*** Exercise material ***
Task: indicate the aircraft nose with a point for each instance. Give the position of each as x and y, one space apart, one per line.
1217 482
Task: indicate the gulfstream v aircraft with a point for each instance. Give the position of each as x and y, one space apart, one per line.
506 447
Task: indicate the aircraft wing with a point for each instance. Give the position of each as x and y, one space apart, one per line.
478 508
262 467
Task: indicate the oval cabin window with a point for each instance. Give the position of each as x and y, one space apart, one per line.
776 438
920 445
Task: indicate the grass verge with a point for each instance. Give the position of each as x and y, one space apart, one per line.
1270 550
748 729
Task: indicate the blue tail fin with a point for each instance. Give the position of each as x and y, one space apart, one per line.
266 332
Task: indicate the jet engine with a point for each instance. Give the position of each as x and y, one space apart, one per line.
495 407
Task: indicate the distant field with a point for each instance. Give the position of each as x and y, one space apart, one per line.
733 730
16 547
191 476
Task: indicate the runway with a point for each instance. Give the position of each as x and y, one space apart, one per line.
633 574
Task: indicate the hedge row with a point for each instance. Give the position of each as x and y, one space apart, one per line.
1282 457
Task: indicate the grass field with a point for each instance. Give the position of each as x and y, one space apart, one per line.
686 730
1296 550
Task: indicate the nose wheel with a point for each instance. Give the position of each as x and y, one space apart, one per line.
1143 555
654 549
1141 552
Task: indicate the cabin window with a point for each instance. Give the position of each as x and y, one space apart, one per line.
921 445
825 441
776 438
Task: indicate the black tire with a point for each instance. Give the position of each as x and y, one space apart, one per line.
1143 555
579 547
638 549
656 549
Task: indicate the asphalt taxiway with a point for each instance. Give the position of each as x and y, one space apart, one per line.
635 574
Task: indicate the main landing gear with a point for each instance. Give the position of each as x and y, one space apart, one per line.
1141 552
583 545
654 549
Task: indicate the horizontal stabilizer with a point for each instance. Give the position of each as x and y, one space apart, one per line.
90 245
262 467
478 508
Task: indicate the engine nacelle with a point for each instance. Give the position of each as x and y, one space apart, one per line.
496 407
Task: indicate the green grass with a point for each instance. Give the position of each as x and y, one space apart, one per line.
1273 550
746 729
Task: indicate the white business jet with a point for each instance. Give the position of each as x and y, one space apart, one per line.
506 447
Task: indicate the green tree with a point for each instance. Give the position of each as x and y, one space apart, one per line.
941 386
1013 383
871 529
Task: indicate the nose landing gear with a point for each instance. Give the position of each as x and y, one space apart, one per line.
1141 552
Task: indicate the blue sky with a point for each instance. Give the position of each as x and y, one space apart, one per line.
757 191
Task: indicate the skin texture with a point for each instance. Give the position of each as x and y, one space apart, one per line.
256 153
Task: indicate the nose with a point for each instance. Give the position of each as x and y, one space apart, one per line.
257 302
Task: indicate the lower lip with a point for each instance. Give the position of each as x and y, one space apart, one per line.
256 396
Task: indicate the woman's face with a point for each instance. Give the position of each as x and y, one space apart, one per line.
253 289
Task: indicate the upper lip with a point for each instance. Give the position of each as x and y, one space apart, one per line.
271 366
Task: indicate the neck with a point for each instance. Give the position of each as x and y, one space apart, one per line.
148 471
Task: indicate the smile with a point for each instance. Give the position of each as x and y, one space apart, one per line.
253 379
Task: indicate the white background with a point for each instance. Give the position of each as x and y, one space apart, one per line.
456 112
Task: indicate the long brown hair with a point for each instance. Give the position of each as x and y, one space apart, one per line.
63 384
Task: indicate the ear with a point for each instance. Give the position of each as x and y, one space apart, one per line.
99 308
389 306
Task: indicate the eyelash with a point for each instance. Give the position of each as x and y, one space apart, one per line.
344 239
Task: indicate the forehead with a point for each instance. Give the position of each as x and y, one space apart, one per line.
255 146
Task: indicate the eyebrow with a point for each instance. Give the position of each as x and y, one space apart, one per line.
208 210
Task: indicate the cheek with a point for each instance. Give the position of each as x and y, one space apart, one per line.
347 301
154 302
*** End of Exercise material ***
*Problem requirements*. Each entry above needs to be duplicated exactly.

*Finished exercise*.
Task: indicate the aircraft nose with a point for each instance. Give the position of each as x and y, one space apart, one per line.
1217 482
Task: indicate the gulfstream v aircraft with a point for each instance. Give the position of each as x and y, one space apart, one per line.
506 447
Task: indicate the aircraft wing with a point for each instance. Give the position of each as x and y, one space apart, one per line.
478 508
262 467
Task: indicate the oval cabin window with a point for each instance. Give the position of each as x and y, one space apart, one per line.
776 438
920 445
Task: indicate the grass verge with a point for each instance. Give the position of each as x and y, one space apart, one per line.
1270 550
748 729
Task: indicate the blue tail fin with a point for each instance. Give the position of each as x and y, one space apart, one per line.
266 332
Task: indicate the jet engine with a point for each instance. Give the position of each as x and y, one space apart, one per line.
495 407
Task: indicate the distant field with a point for each instance. Give the position of each as x and y, one space apart, one per line.
733 730
16 547
191 476
Task: indicate the runway with a point for each instance. Give the position of each as x and y, one space apart, one per line.
633 574
Task: indicate the hedge row with a point for each instance. Give the position of each as x and y, one space apart, one per line.
1282 457
Task: indicate the grass field with a point for each instance. Give the position of each as x and y, one space apart, one per line.
686 730
1296 550
Task: indicate the nose wheel with a point for each instance. Give the position of each as x and y, one space apart, one per line.
1143 555
654 549
1141 552
Task: indicate the cabin window with a point for each instance. Give the position of each as x and y, one space apart, one per line.
921 445
825 441
776 438
Task: indicate the black tire with a point for each instance. Give the position of each as x and y, one space apart, one per line.
1143 555
579 547
638 549
656 549
Task: indicate the asphalt taxiway with a point for each instance. Give the position of each as x and y, one space apart, one per line.
635 574
Task: indicate the main landing gear with a point for each instance. Give the position of each as x and y, one space apart, one per line.
1141 552
583 545
654 549
Task: indicate the horizontal stabilizer with a point for each instance. Give the position of each as x and y, one space apart, one per line.
90 245
262 467
478 508
Task: indicate the engine nacelle with a point for each instance. Give the position of each as x and y, one space apart, one per line.
496 407
Task: indicate the green grass with a point for each instance. Give the position of each as x and y, one space apart, one per line.
1273 550
746 729
Task: indicate the white business jet with a point for each instance. Give the position of each as x and y, one space apart, one per line.
506 447
Task: indicate the green tree with a point for each instance. Give the position of each as x and y, one space apart, one per line.
941 386
1013 383
871 529
Task: indicate the nose landing gear with a point for each instance. Give the position of each as x and y, one space apart, one per line.
1141 552
Task: indicate the blue sky with a point for each instance. Give the position of each as x and y, one space apart, one per line.
757 191
Task: indicate the skin texture with a point for each instance. Give the position of each as x and y, one space apart, one per line.
256 153
Task: indicate the nose with a point for each instance. Give the position of each as x and y, one space apart, one per line.
257 302
Task: indicate the lower lip with a point for each instance. Give the position of each as x and y, one space apart, one per line.
256 396
Task: indicate the woman's face with a point for each instance. Give the position of each as x and y, one space apart, one per line.
253 289
Task: indicate the upper lip with a point for each instance. Give the position of each as x and y, one space apart, one per line.
271 366
Task: indicate the neck with a point for each instance. Give the position of each as x and y, one space apart, one per line.
148 471
Task: indicate the smile with a point for each instance. Give the position of each as x and y, one space apart, one per line.
253 379
Task: indicate the white background with a point for each instance. Give the position of each as x and y, one space apart, one per line.
456 112
Task: indicate the long brown hair with a point for each instance. Give the position of each as x and y, one space apart, one per line.
63 384
Task: indicate the ear with a point for each instance. Give the position of each as x and y, one space apart, one per line.
99 308
389 306
Task: indicate the eyelash with a point for each instance. Give the position of each as x and y, one space apart, one per line.
344 239
Task: indicate the forehead with a point for each instance. Give the position of each as x and y, one space apart, one per line.
255 146
Task: indicate the eyebrow with a point for each instance. Give the position of each as x and y, one space apart, one per line.
208 210
Task: indicate the cheek with a point for each instance. Give the position of each as x and y, one space apart, one per line.
347 301
154 302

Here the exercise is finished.